**TASK TO COMPLETE**
Please reproduce all of the listing below exactly and drop its images.

-.-.-

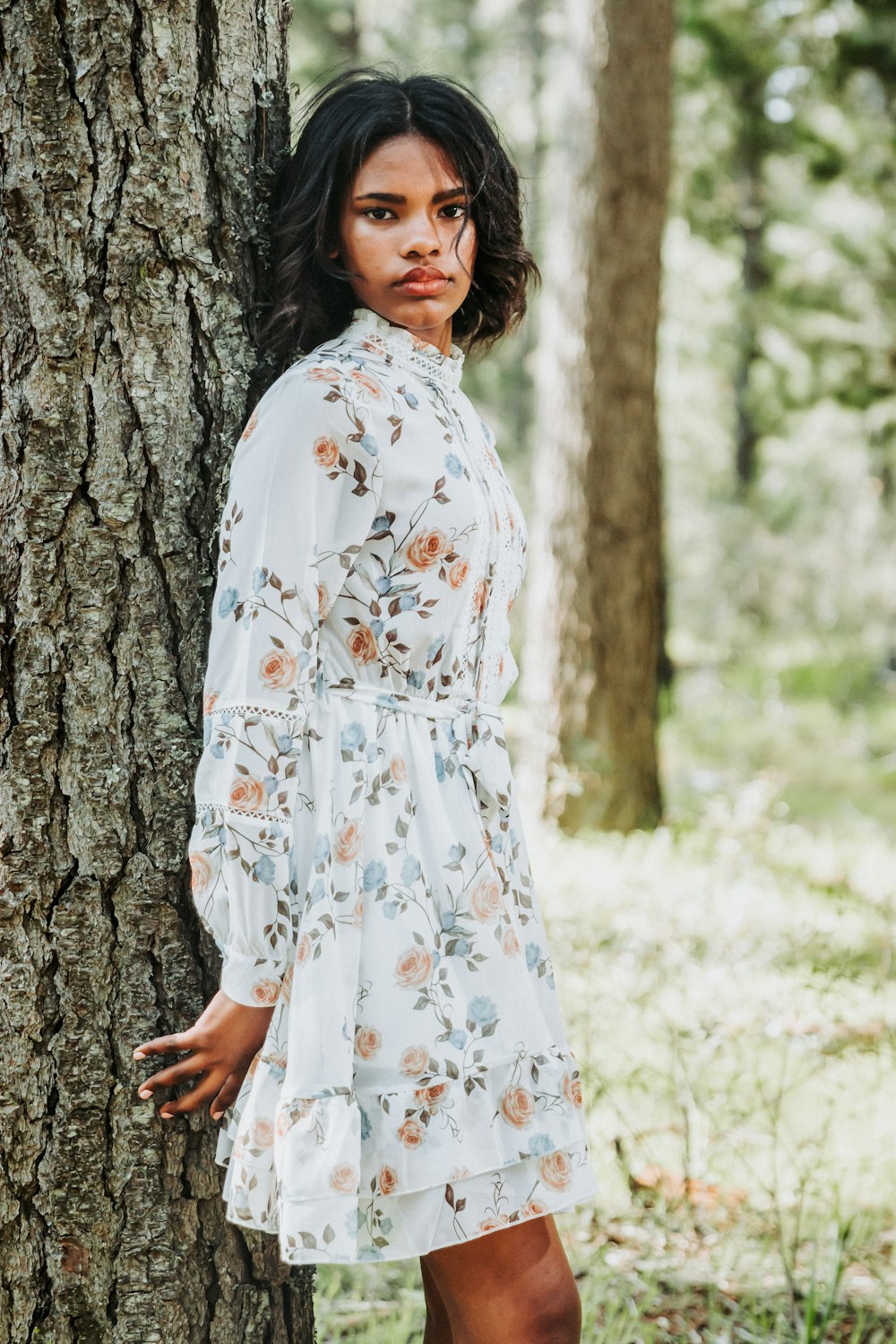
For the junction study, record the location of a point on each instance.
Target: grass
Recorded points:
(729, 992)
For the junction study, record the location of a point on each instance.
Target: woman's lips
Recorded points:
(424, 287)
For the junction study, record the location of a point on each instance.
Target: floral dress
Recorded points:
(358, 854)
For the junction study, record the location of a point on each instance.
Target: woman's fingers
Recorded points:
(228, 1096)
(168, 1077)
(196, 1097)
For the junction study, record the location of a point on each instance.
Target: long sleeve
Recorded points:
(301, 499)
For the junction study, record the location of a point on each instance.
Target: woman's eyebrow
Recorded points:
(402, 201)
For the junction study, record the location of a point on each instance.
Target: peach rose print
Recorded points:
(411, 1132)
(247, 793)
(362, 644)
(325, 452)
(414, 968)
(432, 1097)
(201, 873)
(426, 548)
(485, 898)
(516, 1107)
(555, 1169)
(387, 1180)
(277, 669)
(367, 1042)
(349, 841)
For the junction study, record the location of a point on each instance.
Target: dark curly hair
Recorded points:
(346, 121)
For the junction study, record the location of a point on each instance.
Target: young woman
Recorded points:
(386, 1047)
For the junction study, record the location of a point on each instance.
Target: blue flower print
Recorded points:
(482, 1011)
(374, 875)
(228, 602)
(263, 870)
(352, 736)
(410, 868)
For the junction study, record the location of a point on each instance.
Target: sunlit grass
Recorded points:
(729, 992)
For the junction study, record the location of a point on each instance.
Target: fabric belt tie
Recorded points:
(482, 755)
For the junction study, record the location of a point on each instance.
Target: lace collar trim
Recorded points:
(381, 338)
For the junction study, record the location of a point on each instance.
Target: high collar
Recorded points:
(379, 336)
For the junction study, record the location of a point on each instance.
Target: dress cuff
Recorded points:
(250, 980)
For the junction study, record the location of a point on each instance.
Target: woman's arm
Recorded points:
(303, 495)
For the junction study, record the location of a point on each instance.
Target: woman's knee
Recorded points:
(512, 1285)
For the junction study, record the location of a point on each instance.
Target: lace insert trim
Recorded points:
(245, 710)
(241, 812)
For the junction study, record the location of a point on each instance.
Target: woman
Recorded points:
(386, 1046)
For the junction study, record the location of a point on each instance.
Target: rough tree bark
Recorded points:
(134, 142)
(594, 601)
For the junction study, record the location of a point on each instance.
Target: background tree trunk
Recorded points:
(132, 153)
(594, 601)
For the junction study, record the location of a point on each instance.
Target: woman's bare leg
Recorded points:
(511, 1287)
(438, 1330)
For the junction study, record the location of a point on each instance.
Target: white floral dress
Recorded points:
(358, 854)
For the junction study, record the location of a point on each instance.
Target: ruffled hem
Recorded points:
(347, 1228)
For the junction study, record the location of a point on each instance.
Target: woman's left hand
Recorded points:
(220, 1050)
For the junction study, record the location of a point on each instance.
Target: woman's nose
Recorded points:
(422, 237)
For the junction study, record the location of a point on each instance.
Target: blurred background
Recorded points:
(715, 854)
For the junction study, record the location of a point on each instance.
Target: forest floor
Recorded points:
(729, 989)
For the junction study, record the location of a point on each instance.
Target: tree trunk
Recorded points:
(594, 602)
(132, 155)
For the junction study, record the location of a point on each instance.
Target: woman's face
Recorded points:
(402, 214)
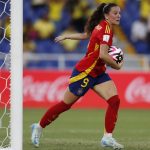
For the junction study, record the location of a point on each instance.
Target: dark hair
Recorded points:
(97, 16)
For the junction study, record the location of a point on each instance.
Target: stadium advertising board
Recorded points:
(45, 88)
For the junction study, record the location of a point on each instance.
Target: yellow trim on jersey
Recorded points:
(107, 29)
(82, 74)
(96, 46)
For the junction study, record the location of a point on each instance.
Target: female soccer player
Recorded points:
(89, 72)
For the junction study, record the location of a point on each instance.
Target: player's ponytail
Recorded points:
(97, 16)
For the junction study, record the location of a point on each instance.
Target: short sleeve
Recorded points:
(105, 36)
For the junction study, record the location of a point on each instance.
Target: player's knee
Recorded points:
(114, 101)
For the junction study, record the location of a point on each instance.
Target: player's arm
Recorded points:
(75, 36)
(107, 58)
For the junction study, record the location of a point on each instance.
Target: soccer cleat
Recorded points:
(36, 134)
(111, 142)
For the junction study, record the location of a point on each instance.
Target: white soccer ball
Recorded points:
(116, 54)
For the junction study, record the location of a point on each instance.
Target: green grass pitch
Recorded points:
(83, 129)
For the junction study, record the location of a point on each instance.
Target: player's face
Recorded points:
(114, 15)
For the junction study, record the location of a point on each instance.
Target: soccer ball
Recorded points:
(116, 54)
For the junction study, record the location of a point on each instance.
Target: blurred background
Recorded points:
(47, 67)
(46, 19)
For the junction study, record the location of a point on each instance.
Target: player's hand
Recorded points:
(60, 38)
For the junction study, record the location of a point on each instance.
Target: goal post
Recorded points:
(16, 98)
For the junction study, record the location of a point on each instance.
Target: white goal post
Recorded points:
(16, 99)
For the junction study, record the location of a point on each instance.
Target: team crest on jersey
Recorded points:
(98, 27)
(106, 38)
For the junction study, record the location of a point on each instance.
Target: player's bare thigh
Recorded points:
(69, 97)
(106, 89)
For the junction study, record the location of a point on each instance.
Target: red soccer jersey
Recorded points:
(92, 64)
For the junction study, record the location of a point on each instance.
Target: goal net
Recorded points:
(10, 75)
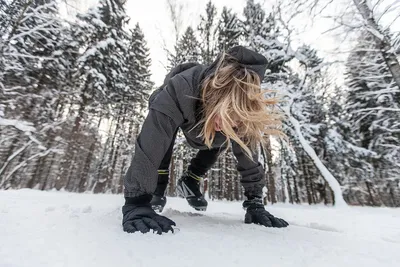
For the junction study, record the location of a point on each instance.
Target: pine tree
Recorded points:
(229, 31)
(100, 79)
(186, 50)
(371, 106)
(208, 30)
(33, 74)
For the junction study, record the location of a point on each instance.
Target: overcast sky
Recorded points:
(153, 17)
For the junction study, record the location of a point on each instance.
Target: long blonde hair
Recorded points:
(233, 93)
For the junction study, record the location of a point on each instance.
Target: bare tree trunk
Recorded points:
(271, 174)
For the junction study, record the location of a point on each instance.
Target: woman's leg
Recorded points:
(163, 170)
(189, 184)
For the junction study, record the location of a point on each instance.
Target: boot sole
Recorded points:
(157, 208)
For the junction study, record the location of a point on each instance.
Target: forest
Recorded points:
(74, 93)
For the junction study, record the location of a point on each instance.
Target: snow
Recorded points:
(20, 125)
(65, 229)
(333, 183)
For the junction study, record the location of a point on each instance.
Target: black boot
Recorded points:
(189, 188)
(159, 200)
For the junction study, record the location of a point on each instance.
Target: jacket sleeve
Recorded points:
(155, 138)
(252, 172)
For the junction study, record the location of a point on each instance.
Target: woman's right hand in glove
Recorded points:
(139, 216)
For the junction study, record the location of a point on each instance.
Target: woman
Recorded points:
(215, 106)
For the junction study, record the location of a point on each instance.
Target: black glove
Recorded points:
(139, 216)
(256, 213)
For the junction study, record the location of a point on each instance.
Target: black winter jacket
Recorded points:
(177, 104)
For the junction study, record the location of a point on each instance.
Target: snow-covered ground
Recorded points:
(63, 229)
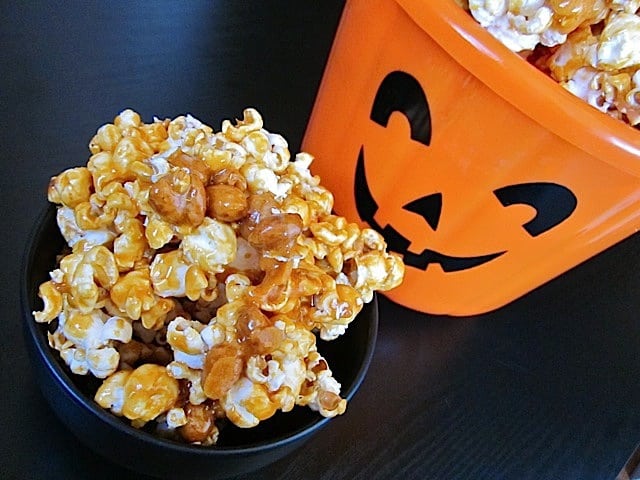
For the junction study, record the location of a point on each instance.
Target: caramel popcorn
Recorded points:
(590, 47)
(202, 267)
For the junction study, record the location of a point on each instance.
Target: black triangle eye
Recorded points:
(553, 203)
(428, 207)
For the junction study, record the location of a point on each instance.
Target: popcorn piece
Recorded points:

-.-.-

**ANSWER TO THIS TASK**
For the junction study, record the location of a point on each instance.
Target: grass
Recorded points:
(729, 992)
For the junction study, record the location of a point on each instance.
Target: woman's lips
Recorded points:
(424, 287)
For the junction study, record the location of a point on each instance.
Target: floral dress
Recorded points:
(358, 854)
For the junction study, record the location of a point on each instance.
Target: woman's fingers
Recorded points:
(228, 1096)
(168, 1077)
(196, 1097)
For the junction study, record the location of a point on each instance.
Target: long sleeve
Recorded points:
(301, 499)
For the junction study, record the location of a point on each instance.
Target: woman's eyebrow
Recorded points:
(402, 201)
For the junction study, record the location of a point on each instance.
Target: peach rose print
Recorded points:
(411, 1132)
(247, 793)
(362, 644)
(325, 452)
(414, 968)
(432, 1097)
(201, 873)
(426, 548)
(485, 898)
(516, 1107)
(555, 1169)
(387, 1180)
(277, 669)
(367, 1042)
(349, 841)
For the junction study, record the location of a point on each instance.
Target: dark curly hair
Recorded points:
(346, 121)
For the junction study, record the location of a point on each instance.
Target: young woman
Recorded points:
(386, 1047)
For the junction study, record the location of a point on each instance.
Target: blue flower print
Recorded points:
(482, 1011)
(374, 875)
(228, 602)
(263, 870)
(352, 736)
(410, 868)
For the junction study, record the location of a point on each instance.
Target: sunlit grass
Recorded points:
(729, 992)
For the junction study, record the location of a point on each instance.
Target: fabric belt tie
Recorded points:
(482, 755)
For the junction study, record the location of a point on each instance.
Target: lace collar trim
Recorded points:
(381, 338)
For the junction study, record the location of a point on each instance.
Target: high collar
Recorded points:
(379, 336)
For the junction study, record the location of a point on each instance.
Target: dress cuff
Recorded points:
(250, 980)
For the junction study, record the location of a point on each instance.
Target: woman's arm
Recorded points:
(303, 495)
For the junction study, record the location of a point on each instance.
Target: woman's knee
Recorded points:
(512, 1285)
For the junction study, record the location of a point on each instance.
Target: lace insert trim
Recorded points:
(245, 710)
(241, 812)
For the junction study, record the location of a point on each instance.
Target: woman
Recorded points:
(386, 1046)
For the junction study, record the location of a point on each instance.
Target: rough tree bark
Recorded points:
(134, 142)
(594, 601)
For the junction study, record the location of a point on each instance.
Target: background tree trunk
Recorded points:
(132, 153)
(594, 601)
For the junction study, record the location of a point on each instance.
Target: woman's bare leg
Recorded points:
(511, 1287)
(438, 1330)
For the junction study, record the location of a point on each instance.
Target: white floral dress
Recorded points:
(358, 854)
For the junction study, record the location of a point on each instance.
Target: ruffled hem
Recorded points:
(347, 1228)
For the junction study, record the location of a point on each instance.
Target: woman's left hand
Recorded points:
(220, 1050)
For the junction study, record the location of a point on each instance.
Target: woman's nose
Recorded points:
(422, 237)
For the junction study, record the location of a point on each instance.
Target: blurred background
Recorded points:
(715, 854)
For the junction study, record the location of a point on each instance.
Target: forest floor
Recorded points:
(729, 989)
For the junction study, record the location of a point on each instance.
Target: tree trunk
Recorded points:
(594, 602)
(132, 155)
For the junction study, record the location of a point on each instance.
Target: woman's face
Recorded points:
(402, 214)
For the junction study, record the location of a point on each instance.
Target: dark hair
Recorded points:
(97, 16)
For the junction study, record the location of a point on each instance.
Target: stadium advertising board
Recorded points:
(45, 88)
For the junction study, record the location of a point on each instance.
Target: yellow trim on jersey
Recorded points:
(107, 29)
(82, 74)
(96, 46)
For the junction study, record the location of a point on each instance.
Target: female soccer player
Recorded points:
(89, 72)
For the junction study, record the location of a point on each instance.
Target: player's ponytail
Recorded points:
(97, 16)
For the junction study, record the location of a point on each instance.
Target: short sleeve
Recorded points:
(105, 36)
For the junction study, record the location of a point on each instance.
Target: player's knee
Recorded points:
(114, 101)
For the junction study, record the location of a point on each instance.
Target: player's arm
Recorded points:
(75, 36)
(107, 58)
For the junction study, record the location of a point on each instance.
Target: soccer cleat
Recorded points:
(36, 134)
(111, 142)
For the junction study, record the location of a point on each instance.
Target: white soccer ball
Recorded points:
(116, 54)
For the junction study, record the location of a point on each instance.
Target: green grass pitch
Recorded points:
(83, 129)
For the junction study, record the location of a point on each instance.
Target: player's face
Recorded points:
(114, 15)
For the junction study, record the location of a point on each instance.
Target: soccer ball
Recorded points:
(116, 54)
For the junction study, record the location of a point on each instance.
Target: blurred background
Recorded points:
(47, 67)
(46, 19)
For the junction study, record the location of a point on each instance.
Target: player's hand
Recorded points:
(60, 38)
For the junction study, record the location of a point on each instance.
Target: goal post
Recorded points:
(16, 98)
For the junction study, record the location of a point on each instance.
Target: white goal post
Recorded points:
(16, 99)
For the junction study, record the location of a point on each instance.
Target: team crest on jersey
Recorded points:
(98, 27)
(106, 38)
For the junction study, record the location of a point on each instance.
Target: player's bare thigh
Recorded points:
(69, 97)
(106, 89)
For the junction study, record the location of a point on each instance.
Target: red soccer jersey
Recorded points:
(92, 64)
For the junction study, record the location of a point on each instance.
Target: goal net
Recorded points:
(10, 75)
For the junction study, record the location of a point on each instance.
Target: pine tree
Recorded points:
(229, 31)
(100, 79)
(186, 50)
(371, 106)
(208, 30)
(33, 74)
For the junction study, record the location of a point on each instance.
Target: overcast sky
Recorded points:
(153, 17)
For the junction study, record the location of a point on each instance.
Target: long blonde hair
Recorded points:
(233, 93)
For the junction study, record the location of a point on each instance.
Target: bare tree trunk
Recorded points:
(271, 174)
For the junction study, record the location of a point on each instance.
Target: woman's leg
Recorded points:
(163, 170)
(189, 184)
For the junction study, record the location of a point on each instance.
Target: boot sole
Recorded points:
(157, 208)
For the junction study, record the location of a point on each instance.
Target: forest
Recorded points:
(74, 93)
For the junction study, record the location of a point on each instance.
Target: snow
Recorded points:
(20, 125)
(65, 229)
(333, 183)
For the junction study, record the location of a point on each instance.
Target: black boot
Recorded points:
(189, 188)
(159, 200)
For the junction study, record the location of a point on each instance.
Target: jacket sleeve
Recorded points:
(155, 138)
(252, 172)
For the junction study, record the location of a point on each instance.
Target: woman's right hand in glove
Recorded points:
(139, 216)
For the junction study, record the location of a point on each instance.
Target: woman
Recorded points:
(215, 106)
For the junction study, record the location of a point on each instance.
Target: black glove
Recorded points:
(139, 216)
(256, 213)
For the junction study, record the location of a point on each instance.
Target: black winter jacket
Recorded points:
(177, 104)
For the junction study, record the location of a point on each instance.
Target: snow-covered ground
Recorded points:
(63, 229)
For the junction study, record the location of a point on each instance.
Target: caramel popcorn
Recorded points:
(590, 47)
(202, 267)
For the junction study, record the location of a point on each instance.
Target: black triangle eye
Recorded points:
(553, 203)
(428, 207)
For the junction study, record the location of a point on each instance.
Target: popcorn piece
Recorded points:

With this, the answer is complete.